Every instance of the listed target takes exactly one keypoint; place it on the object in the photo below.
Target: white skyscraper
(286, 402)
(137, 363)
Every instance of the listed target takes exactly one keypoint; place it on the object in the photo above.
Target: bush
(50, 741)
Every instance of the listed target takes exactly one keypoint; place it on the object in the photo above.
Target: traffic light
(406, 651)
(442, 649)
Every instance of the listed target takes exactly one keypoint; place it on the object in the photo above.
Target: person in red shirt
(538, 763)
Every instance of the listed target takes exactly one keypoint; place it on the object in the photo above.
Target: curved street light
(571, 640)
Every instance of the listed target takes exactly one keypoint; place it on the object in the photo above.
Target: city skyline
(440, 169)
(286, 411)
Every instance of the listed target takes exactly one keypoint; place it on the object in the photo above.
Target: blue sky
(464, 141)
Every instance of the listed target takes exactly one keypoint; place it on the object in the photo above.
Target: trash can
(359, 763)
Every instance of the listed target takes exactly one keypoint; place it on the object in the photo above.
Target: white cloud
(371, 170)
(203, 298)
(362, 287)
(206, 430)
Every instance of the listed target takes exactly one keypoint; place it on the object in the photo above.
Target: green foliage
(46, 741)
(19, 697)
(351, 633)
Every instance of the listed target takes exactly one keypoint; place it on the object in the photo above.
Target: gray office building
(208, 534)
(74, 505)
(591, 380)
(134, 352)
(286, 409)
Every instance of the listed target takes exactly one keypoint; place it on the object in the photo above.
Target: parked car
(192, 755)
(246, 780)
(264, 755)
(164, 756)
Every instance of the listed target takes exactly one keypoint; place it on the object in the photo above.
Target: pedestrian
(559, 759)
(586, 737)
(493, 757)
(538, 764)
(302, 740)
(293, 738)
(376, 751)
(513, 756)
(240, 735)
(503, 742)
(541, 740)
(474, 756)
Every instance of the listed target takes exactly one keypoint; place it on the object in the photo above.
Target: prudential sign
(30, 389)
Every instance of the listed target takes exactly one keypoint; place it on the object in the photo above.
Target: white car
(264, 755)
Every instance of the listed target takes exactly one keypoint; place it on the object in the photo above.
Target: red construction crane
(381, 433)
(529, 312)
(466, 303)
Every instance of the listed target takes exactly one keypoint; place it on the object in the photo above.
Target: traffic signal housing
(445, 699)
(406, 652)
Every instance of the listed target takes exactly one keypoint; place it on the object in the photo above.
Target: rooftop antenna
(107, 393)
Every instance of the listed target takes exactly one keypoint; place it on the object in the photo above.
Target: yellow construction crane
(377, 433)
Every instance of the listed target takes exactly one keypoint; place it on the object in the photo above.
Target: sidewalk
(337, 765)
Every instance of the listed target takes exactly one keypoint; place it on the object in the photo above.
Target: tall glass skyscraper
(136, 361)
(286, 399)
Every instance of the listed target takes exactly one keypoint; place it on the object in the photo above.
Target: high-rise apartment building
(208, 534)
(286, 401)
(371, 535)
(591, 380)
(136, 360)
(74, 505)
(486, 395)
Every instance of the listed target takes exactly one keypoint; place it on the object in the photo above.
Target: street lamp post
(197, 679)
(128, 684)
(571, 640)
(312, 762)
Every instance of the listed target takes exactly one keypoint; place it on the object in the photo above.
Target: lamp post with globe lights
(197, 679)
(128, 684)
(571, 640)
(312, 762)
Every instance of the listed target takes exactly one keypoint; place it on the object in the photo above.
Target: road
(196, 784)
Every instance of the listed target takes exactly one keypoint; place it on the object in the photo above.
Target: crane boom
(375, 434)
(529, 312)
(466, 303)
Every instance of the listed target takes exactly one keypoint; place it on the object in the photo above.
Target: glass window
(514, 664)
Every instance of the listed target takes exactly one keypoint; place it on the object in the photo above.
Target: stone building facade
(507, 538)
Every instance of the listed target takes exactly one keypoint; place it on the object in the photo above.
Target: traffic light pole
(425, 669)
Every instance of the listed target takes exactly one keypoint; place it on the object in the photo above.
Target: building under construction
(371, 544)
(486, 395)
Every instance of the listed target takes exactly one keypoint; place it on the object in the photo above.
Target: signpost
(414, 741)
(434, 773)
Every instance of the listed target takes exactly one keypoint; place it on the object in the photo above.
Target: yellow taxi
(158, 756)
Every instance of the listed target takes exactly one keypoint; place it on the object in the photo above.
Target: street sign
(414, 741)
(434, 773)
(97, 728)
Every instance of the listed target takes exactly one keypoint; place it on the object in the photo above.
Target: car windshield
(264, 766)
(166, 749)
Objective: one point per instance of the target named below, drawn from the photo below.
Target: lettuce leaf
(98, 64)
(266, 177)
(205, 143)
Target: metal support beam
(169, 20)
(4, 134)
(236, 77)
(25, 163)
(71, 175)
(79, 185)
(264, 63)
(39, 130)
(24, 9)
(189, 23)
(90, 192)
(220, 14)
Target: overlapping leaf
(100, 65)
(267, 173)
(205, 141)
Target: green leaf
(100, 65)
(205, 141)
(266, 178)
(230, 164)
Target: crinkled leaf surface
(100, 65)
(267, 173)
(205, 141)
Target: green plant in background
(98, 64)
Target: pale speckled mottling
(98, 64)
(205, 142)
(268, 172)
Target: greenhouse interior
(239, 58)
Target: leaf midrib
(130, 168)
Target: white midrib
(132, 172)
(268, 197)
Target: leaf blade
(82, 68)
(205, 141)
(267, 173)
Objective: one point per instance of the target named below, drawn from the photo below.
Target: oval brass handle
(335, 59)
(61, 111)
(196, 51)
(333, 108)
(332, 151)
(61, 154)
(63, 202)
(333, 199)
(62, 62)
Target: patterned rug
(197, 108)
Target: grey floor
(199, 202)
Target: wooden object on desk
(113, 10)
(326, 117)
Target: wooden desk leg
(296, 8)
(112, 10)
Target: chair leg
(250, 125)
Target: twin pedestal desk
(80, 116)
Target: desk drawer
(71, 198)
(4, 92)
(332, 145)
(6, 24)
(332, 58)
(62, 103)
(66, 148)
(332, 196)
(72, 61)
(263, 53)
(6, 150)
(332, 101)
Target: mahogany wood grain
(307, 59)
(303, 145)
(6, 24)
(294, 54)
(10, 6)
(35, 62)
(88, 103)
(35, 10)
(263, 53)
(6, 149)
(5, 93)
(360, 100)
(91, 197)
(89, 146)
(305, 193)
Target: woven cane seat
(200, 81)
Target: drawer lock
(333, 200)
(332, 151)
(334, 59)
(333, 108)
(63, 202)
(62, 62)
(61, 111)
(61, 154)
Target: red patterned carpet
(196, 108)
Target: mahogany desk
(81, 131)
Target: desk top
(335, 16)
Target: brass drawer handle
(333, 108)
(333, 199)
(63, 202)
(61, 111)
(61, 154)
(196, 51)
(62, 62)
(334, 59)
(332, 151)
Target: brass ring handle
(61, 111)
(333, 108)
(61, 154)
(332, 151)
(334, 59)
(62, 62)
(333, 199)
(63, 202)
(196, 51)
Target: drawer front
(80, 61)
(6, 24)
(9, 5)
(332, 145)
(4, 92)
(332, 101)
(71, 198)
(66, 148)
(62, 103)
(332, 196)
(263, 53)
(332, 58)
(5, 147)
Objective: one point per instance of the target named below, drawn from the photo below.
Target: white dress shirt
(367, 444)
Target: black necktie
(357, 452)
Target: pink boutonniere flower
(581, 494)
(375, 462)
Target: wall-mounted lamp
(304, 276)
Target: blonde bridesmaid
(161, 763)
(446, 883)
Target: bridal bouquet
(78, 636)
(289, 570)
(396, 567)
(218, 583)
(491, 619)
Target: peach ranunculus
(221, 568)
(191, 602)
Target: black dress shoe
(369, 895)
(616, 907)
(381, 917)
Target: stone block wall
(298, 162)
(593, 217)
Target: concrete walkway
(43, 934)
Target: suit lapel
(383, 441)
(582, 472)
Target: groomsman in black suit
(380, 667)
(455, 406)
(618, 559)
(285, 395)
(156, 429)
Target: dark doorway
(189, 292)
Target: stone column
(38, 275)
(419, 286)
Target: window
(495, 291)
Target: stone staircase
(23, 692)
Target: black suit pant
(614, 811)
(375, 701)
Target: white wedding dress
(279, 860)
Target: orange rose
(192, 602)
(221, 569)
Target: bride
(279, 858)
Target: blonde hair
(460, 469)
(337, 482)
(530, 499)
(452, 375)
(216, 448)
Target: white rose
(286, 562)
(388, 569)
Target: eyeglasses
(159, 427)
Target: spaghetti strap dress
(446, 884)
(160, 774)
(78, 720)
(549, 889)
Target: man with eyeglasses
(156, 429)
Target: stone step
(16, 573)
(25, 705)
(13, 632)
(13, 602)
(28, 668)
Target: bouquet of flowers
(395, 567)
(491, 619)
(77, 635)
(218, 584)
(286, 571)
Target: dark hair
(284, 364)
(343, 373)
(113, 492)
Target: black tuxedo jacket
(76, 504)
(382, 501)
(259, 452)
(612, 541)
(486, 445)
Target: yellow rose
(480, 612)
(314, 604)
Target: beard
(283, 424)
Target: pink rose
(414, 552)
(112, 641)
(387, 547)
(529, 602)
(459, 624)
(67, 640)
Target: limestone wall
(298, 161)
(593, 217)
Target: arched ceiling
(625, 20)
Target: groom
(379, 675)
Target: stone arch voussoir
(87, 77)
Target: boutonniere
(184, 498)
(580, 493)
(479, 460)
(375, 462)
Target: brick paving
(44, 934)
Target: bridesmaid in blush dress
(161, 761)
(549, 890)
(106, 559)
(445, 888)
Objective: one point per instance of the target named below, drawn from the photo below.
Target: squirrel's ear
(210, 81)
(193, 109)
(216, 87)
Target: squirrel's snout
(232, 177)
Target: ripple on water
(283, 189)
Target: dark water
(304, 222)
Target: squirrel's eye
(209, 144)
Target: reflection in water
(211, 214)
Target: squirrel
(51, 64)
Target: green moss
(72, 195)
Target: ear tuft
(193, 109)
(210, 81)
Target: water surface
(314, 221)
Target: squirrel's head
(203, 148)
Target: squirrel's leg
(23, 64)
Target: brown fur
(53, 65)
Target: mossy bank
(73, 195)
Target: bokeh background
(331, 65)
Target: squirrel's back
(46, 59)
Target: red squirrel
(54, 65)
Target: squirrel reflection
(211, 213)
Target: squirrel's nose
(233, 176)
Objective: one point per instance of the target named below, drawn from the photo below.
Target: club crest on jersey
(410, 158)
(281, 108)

* **Problem statement**: Everything from the line that contains "Target: boutonniere" through the end of the records must be duplicated exactly, and nothing outside that range.

* **Answer box**:
Target: boutonniere
(184, 498)
(580, 493)
(479, 460)
(375, 462)
Target: brick paving
(44, 934)
Target: bridesmaid in blush dress
(161, 761)
(549, 890)
(106, 559)
(445, 888)
Objective: one point per instance of the target named below, drawn from the photo below.
Target: squirrel's ear
(210, 81)
(193, 109)
(216, 87)
Target: squirrel's snout
(232, 177)
Target: ripple on water
(283, 189)
Target: dark water
(304, 222)
Target: squirrel's eye
(209, 144)
Target: reflection in water
(211, 214)
Target: squirrel
(51, 64)
Target: green moss
(72, 195)
Target: ear tuft
(193, 109)
(210, 81)
Target: water surface
(314, 221)
Target: squirrel's head
(203, 148)
Target: squirrel's leg
(23, 64)
Target: brown fur
(53, 65)
Target: mossy bank
(73, 195)
Target: bokeh background
(331, 65)
Target: squirrel's back
(46, 59)
Target: red squirrel
(54, 65)
Target: squirrel reflection
(211, 213)
Target: squirrel's nose
(233, 176)
Objective: one point per instance of the target named below, drawn from the photo below.
Target: club crest on jersey
(410, 158)
(281, 108)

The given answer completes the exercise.